Top of Given information

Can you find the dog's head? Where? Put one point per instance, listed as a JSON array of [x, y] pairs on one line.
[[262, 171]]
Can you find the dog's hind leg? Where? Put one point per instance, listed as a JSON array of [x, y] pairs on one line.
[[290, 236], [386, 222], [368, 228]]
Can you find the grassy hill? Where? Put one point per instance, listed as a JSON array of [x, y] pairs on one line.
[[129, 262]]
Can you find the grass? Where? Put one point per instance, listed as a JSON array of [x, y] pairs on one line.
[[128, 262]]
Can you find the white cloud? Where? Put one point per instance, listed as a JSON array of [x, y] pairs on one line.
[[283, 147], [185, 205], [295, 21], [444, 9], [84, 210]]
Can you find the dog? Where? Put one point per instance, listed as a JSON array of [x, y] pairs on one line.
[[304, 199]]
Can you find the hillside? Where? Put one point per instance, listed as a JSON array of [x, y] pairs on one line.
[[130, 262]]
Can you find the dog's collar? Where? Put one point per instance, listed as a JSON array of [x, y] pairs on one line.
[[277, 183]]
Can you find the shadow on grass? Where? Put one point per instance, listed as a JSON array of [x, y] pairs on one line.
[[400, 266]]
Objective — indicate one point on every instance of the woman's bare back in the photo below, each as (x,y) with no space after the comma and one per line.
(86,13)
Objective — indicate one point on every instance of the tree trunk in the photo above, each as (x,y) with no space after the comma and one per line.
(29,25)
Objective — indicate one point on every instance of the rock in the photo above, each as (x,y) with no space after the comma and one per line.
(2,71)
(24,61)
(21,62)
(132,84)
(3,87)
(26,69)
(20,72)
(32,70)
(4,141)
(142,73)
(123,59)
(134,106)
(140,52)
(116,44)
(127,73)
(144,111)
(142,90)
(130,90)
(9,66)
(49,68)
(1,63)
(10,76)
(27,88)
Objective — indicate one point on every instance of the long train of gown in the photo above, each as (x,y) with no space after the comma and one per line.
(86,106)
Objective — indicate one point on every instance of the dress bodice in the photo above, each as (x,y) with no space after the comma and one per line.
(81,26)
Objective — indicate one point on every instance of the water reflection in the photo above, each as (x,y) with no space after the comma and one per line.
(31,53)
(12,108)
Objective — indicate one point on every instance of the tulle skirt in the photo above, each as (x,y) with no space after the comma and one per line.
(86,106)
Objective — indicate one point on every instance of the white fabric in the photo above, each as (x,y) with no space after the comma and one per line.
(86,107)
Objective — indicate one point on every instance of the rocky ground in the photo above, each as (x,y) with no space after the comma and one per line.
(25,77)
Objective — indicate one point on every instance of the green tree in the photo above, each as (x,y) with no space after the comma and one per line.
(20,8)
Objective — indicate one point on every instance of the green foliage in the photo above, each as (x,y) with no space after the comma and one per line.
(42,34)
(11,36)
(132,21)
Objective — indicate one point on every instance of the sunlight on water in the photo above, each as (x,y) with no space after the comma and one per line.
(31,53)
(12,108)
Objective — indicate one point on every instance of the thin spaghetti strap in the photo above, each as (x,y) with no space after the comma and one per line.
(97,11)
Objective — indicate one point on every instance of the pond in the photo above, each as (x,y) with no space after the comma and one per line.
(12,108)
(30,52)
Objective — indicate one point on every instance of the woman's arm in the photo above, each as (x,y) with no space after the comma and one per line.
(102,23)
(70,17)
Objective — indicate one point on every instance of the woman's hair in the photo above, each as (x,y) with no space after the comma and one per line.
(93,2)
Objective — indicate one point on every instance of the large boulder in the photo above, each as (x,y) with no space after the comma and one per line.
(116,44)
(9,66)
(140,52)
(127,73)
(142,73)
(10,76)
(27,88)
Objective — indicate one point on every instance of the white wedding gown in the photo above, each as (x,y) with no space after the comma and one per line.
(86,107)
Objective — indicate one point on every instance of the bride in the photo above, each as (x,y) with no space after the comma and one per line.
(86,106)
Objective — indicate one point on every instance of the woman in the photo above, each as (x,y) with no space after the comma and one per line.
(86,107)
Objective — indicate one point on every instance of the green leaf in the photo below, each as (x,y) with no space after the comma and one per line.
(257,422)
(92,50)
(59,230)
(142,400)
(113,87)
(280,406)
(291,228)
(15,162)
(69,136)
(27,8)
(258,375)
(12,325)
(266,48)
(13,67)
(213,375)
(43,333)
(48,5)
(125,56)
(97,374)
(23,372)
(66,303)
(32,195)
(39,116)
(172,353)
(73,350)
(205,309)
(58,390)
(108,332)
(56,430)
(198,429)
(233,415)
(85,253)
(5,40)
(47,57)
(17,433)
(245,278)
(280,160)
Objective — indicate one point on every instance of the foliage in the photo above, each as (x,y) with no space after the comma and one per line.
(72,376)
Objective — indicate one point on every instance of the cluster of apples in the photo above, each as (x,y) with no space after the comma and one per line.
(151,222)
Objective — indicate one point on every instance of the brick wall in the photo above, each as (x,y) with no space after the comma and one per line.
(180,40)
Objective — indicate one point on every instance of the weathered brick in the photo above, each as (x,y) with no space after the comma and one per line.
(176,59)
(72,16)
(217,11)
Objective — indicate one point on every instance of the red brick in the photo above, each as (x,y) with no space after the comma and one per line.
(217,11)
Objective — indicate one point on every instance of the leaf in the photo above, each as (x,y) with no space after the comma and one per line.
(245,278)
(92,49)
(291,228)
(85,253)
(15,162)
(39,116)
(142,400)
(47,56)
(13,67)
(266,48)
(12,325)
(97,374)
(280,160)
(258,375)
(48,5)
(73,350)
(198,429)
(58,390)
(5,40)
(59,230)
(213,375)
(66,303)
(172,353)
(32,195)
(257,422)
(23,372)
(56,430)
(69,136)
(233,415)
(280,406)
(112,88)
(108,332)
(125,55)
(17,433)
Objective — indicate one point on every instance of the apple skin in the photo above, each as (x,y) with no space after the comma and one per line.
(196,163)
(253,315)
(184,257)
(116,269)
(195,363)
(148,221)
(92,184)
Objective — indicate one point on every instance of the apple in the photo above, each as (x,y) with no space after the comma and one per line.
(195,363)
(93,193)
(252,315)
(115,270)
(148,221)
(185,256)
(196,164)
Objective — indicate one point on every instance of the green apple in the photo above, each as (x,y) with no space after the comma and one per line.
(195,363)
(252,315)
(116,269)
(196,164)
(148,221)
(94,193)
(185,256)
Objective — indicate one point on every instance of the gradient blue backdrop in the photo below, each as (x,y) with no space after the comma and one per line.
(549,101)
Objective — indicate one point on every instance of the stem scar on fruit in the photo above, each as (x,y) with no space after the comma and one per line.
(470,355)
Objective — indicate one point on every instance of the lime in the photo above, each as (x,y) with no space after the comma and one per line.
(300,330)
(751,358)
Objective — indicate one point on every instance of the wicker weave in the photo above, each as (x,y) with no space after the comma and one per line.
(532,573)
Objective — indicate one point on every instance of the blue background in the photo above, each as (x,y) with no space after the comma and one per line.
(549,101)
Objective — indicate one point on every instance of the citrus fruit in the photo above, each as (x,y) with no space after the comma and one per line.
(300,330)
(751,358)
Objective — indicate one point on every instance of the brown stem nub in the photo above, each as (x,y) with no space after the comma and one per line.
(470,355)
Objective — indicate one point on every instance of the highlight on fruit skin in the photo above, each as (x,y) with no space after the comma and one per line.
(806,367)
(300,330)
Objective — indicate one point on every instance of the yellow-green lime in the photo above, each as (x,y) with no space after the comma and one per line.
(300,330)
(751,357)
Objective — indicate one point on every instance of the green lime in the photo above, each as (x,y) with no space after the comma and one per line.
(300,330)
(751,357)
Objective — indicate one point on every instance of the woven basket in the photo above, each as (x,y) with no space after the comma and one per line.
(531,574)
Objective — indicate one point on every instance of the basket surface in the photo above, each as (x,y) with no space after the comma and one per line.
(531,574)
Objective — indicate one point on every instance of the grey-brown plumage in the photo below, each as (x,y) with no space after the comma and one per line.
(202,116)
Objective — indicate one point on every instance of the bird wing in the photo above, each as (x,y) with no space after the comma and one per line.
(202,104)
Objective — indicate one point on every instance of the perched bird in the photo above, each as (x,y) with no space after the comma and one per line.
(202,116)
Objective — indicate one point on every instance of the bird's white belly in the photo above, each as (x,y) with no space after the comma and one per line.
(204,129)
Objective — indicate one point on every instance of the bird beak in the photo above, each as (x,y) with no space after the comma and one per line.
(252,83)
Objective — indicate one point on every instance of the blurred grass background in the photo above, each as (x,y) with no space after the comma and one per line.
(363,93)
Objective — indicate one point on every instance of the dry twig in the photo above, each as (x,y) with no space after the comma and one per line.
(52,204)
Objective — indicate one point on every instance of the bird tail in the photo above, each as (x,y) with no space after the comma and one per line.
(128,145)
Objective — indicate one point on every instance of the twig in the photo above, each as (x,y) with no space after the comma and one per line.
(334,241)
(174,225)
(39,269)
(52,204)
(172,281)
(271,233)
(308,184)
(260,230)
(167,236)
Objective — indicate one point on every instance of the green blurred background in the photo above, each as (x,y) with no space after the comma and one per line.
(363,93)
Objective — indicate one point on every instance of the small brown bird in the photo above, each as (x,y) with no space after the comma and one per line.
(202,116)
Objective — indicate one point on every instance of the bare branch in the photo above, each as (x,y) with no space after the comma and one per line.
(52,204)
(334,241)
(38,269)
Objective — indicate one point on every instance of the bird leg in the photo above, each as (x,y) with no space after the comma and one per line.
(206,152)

Bottom of Given information

What is being asked — Here, the lines to copy run from the one containing "the bird beak" to the final line of the listing; copy them exactly and nothing else.

Answer for this exercise —
Objective — indicate one point on every instance of the bird beak in the photo above, each as (x,y) with no space after the comma and one per line.
(252,83)
Objective — indicate one point on every instance of the blurred grass background in the photo above, each as (x,y) with no space after the comma and one per line.
(363,93)
Objective — indicate one point on every instance of the dry twig in the photo above, each as (x,y) with no space after the comma and one per line.
(52,204)
Objective — indicate one point on every instance of the bird tail in the photo above, each as (x,y) with no space after the comma and one per line.
(128,145)
Objective — indicate one point on every instance of the twig in the photo above, each as (x,y) with no space after the comma and one per line.
(334,241)
(174,225)
(39,269)
(52,204)
(172,281)
(271,233)
(308,184)
(260,230)
(167,236)
Objective — indicate one point on every instance of the green blurred background in the photo above, each as (x,y) with no space after the comma and one per line.
(363,93)
Objective — indicate one point on every instance of the small brown bird in the photo above, each as (x,y) with no space after the comma and one per line.
(202,116)
Objective — indicate one point on every instance of the bare branch in the photo above, each as (x,y) with no space after the comma and one per line.
(52,204)
(334,241)
(38,269)
Objective — indicate one point on every instance of the bird leg in the photo above, each as (x,y) with no space after the comma and one per line.
(206,152)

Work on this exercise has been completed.